» **Work item**
Exactly the lines starting at the line containing "157, row 80." and ending at the line containing "84, row 106." are to be written out from the listing below, both included.

» **Material shown**
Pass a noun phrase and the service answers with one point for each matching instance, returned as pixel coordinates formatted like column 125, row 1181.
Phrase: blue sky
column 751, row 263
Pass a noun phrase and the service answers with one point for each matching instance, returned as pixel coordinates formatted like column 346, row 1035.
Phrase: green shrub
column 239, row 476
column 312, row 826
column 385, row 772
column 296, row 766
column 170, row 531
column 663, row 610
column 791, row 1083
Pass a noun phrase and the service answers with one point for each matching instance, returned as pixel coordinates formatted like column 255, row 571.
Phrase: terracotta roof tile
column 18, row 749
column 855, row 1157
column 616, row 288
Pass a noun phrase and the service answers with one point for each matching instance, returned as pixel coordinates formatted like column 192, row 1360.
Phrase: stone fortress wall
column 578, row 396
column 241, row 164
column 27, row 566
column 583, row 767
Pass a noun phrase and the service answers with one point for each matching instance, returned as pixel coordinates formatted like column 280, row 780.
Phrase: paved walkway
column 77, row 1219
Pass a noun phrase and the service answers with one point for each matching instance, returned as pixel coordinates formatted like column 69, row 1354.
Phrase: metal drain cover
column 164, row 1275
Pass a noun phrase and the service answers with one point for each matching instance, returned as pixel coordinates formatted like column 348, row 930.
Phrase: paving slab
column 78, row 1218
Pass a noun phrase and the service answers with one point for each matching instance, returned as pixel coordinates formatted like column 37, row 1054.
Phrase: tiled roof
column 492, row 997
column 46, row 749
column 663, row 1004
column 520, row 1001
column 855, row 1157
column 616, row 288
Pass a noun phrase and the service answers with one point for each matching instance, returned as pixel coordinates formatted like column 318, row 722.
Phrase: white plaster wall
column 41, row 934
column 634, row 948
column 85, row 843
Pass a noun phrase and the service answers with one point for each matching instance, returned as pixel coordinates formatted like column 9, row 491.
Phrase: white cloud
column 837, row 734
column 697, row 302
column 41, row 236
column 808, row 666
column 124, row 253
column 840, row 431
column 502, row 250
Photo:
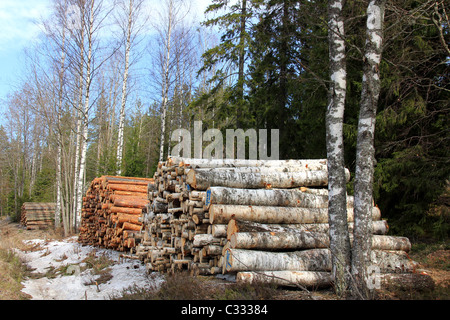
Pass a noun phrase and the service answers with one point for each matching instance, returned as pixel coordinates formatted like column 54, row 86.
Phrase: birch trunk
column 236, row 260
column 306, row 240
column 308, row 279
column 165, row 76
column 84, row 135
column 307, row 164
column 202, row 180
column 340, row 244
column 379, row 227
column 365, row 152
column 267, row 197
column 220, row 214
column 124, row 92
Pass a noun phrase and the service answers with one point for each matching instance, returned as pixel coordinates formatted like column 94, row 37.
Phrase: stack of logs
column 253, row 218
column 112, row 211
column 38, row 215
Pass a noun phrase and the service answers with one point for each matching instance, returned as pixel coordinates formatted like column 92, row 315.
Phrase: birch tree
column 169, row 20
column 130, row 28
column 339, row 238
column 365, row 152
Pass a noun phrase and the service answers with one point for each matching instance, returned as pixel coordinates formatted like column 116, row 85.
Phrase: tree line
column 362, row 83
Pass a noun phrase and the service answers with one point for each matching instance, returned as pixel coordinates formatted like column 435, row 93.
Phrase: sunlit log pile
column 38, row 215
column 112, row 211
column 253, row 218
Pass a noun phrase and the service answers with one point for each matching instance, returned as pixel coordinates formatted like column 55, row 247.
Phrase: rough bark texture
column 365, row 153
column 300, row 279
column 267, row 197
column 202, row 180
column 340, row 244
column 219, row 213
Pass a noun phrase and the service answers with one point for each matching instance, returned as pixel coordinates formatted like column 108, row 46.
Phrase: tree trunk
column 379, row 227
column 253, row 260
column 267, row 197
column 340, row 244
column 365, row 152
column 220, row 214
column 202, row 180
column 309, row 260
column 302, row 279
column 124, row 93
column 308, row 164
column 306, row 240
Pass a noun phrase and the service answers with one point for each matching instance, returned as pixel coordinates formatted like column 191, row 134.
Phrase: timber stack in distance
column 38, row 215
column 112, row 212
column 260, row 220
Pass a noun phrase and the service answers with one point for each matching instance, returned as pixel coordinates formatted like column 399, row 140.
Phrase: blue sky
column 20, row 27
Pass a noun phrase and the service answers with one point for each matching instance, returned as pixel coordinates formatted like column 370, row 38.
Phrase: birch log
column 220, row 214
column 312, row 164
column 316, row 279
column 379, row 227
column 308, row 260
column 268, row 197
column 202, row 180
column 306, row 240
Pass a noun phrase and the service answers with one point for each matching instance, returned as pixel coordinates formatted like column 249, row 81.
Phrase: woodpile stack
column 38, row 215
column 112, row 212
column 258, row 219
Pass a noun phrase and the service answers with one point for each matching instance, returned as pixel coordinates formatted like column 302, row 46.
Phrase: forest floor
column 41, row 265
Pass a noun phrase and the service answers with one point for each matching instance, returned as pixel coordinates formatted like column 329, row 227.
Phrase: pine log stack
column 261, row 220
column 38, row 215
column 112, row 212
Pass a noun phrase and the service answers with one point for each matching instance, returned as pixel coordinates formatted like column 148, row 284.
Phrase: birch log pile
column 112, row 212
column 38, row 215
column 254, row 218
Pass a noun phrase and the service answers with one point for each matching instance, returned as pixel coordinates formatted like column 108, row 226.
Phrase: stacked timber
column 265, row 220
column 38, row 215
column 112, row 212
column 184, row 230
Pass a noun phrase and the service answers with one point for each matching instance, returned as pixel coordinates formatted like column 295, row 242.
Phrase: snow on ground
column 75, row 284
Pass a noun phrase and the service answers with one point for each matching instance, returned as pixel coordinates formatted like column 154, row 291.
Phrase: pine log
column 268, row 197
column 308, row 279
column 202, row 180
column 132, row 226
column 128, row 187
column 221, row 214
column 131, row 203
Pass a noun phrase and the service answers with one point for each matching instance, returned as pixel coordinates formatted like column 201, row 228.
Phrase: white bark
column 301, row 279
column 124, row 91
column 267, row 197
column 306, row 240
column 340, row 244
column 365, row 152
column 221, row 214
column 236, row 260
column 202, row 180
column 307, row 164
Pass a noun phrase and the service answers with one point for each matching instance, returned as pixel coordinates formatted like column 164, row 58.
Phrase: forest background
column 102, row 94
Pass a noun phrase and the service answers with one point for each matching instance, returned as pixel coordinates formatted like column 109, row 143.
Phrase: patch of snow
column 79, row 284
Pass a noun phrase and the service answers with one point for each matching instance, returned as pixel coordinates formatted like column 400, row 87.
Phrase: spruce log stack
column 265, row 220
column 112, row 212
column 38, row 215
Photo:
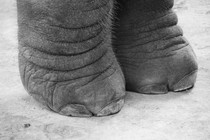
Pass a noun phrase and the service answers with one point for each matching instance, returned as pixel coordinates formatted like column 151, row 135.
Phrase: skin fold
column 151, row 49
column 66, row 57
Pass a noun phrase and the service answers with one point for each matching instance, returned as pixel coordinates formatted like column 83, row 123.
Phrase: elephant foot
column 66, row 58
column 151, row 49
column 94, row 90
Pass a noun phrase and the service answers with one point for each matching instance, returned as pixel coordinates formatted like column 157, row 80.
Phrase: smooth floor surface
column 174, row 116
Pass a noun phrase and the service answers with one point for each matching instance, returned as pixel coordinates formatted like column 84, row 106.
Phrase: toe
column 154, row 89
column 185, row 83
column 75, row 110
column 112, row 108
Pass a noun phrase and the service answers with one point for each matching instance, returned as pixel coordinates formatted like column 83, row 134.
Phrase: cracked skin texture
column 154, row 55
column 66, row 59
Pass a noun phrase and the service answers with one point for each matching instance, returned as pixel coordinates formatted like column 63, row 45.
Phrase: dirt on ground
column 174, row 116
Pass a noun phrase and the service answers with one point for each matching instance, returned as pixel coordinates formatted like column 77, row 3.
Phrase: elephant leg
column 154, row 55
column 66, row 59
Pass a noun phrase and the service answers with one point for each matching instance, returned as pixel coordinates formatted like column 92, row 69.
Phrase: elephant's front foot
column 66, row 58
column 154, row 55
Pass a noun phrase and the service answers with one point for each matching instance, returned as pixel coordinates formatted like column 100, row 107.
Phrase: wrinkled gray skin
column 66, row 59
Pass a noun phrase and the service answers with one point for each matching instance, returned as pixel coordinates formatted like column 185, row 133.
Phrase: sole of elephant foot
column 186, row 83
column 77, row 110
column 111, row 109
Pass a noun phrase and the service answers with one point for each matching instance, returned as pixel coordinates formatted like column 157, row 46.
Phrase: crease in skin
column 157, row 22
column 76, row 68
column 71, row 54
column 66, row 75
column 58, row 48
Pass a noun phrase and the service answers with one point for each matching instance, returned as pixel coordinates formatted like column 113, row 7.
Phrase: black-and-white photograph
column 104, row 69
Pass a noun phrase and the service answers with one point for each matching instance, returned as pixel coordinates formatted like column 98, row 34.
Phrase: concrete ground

==

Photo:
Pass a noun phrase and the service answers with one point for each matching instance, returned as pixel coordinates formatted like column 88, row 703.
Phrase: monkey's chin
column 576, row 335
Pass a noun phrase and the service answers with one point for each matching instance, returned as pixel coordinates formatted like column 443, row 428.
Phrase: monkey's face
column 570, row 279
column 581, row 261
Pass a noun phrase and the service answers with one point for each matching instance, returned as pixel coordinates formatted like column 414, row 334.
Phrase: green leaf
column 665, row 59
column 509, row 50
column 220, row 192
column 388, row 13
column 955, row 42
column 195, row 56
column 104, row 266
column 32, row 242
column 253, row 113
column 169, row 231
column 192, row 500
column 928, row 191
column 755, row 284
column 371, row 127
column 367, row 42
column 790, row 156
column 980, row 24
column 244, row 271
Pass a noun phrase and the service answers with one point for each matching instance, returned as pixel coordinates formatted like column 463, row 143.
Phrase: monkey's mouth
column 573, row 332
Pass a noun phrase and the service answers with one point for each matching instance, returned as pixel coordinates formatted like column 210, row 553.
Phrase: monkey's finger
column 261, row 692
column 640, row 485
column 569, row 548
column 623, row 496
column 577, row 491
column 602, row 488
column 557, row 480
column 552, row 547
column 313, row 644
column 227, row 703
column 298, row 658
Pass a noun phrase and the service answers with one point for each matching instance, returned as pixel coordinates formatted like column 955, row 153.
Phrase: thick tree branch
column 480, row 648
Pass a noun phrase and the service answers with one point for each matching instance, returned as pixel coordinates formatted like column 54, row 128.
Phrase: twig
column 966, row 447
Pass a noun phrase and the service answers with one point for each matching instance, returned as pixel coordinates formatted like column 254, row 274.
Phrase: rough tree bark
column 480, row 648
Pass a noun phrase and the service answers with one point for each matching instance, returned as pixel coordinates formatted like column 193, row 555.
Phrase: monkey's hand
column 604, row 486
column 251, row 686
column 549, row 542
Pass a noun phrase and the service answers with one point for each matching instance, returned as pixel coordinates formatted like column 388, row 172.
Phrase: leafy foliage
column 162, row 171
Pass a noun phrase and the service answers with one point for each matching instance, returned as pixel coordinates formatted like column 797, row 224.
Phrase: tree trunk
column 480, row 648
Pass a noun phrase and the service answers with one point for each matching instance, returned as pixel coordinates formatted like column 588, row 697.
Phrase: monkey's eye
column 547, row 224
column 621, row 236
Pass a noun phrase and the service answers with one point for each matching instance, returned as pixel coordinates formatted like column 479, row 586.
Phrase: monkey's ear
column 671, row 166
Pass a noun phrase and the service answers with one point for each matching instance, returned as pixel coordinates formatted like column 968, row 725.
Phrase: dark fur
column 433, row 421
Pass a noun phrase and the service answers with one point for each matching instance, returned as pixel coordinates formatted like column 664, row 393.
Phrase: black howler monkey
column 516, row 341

» **Task response**
Pass a noun phrase and the service answers with one point for each matching instance, returned as pixel coordinates formatted like column 157, row 80.
Phrase: smooth floor surface
column 174, row 116
Pass a noun phrase and the service answers with one point for each matching instance, returned as pixel coordinates formatted like column 84, row 106.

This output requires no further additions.